- **Tarefa**:
Transcreva literalmente a parte do texto sobre o regime fiscal que vai de "Nesse sentido, diante" até "tributária mais progressiva.", inclusive.

- **Trecho do texto**:
O “Novo Regime Fiscal” (EC 95/2016) cria, por vinte anos, um teto para o crescimento das despesas vinculado à inflação, com o propósito de reduzir a despesa primária do governo federal de cerca de 20% para 12% do PIB entre 2017 e 2036, aproximando o Brasil do patamar de gastos realizados por países que detém indicadores sociais e produtivos deteriorados, como alguns países africanos. Na prática, o “Novo Regime Fiscal” acaba com as vinculações constitucionais de recursos para educação e saúde, inviabilizando a Constituição Federal de 1988.

O rígido ajuste fiscal em curso antes da pandemia da Covid-19, decorrente da aprovação do Teto dos Gastos, fez com que o investimento público em 2019 recuasse ao menor nível em 50 anos; um dos fatores, apontado por economistas, que dificulta a retomada de crescimento do produto nacional.

As demandas levantadas pelo desdobramento do novo coronavírus no Brasil, além de pressionarem o setor fiscal da economia, escancaram nossas fragilidades em termos de gestão de economia do setor público. Em primeiro lugar, demonstrou o anacronismo da manutenção da regra fiscal 95 diante das obrigações públicas, a ponto de ter sido necessário a aprovação de uma emenda constitucional denominada “Orçamento de Guerra” para conseguir fazer frente às necessidades deflagradas pela pandemia, com o objetivo de retirar os mecanismos constitucionais de restrição fiscal e permitir a gestão orçamentária via créditos suplementares.

Com isso, três novas medidas provisórias (MPs) de créditos extraordinários foram editadas no último período e o governo federal ultrapassou a marca de R$ 500 bilhões destinados a combater a pandemia da Covid-19 no Brasil. O valor é próximo a 7,0% de todo PIB do país em 2019. Entretanto, apesar do alto valor destinado às medidas emergenciais, o montante realmente executado até aqui é menos de 50% do total. Dos R$ 506 bilhões autorizados, apenas R$ 216 bilhões — menos de 43% — foram considerados executados.

Nesse sentido, diante das elevadas necessidades de financiamento, nos deparamos com um segundo debate acerca dos rumos da política fiscal: as possibilidades de financiamentos do Estado. Até o momento as despesas foram atendidas por meio do endividamento. De acordo com as projeções, o déficit primário do setor público no ano de 2020 deverá atingir R$ 912 bilhões, valor dez vezes maior do que o déficit de 2019. Com isso, a dívida bruta poderá chegar a 96% do PIB ou, num cenário pessimista, ultrapassar 100% de toda a capacidade de produção nacional já neste ano, segundo as estimativas do Instituto Fiscal Independente (IFI). Entretanto, abre-se uma janela para pensar novas formas de financiamento, como a implementação de um reforma tributária mais progressiva.

- **Material de origem**:
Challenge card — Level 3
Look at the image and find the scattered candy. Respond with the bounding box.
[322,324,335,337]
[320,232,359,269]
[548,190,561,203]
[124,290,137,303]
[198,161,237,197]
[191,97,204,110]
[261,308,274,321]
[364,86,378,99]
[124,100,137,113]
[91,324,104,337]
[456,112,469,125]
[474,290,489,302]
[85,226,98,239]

- **Resultado da tarefa**:
Nesse sentido, diante das elevadas necessidades de financiamento, nos deparamos com um segundo debate acerca dos rumos da política fiscal: as possibilidades de financiamentos do Estado. Até o momento as despesas foram atendidas por meio do endividamento. De acordo com as projeções, o déficit primário do setor público no ano de 2020 deverá atingir R$ 912 bilhões, valor dez vezes maior do que o déficit de 2019. Com isso, a dívida bruta poderá chegar a 96% do PIB ou, num cenário pessimista, ultrapassar 100% de toda a capacidade de produção nacional já neste ano, segundo as estimativas do Instituto Fiscal Independente (IFI). Entretanto, abre-se uma janela para pensar novas formas de financiamento, como a implementação de um reforma tributária mais progressiva.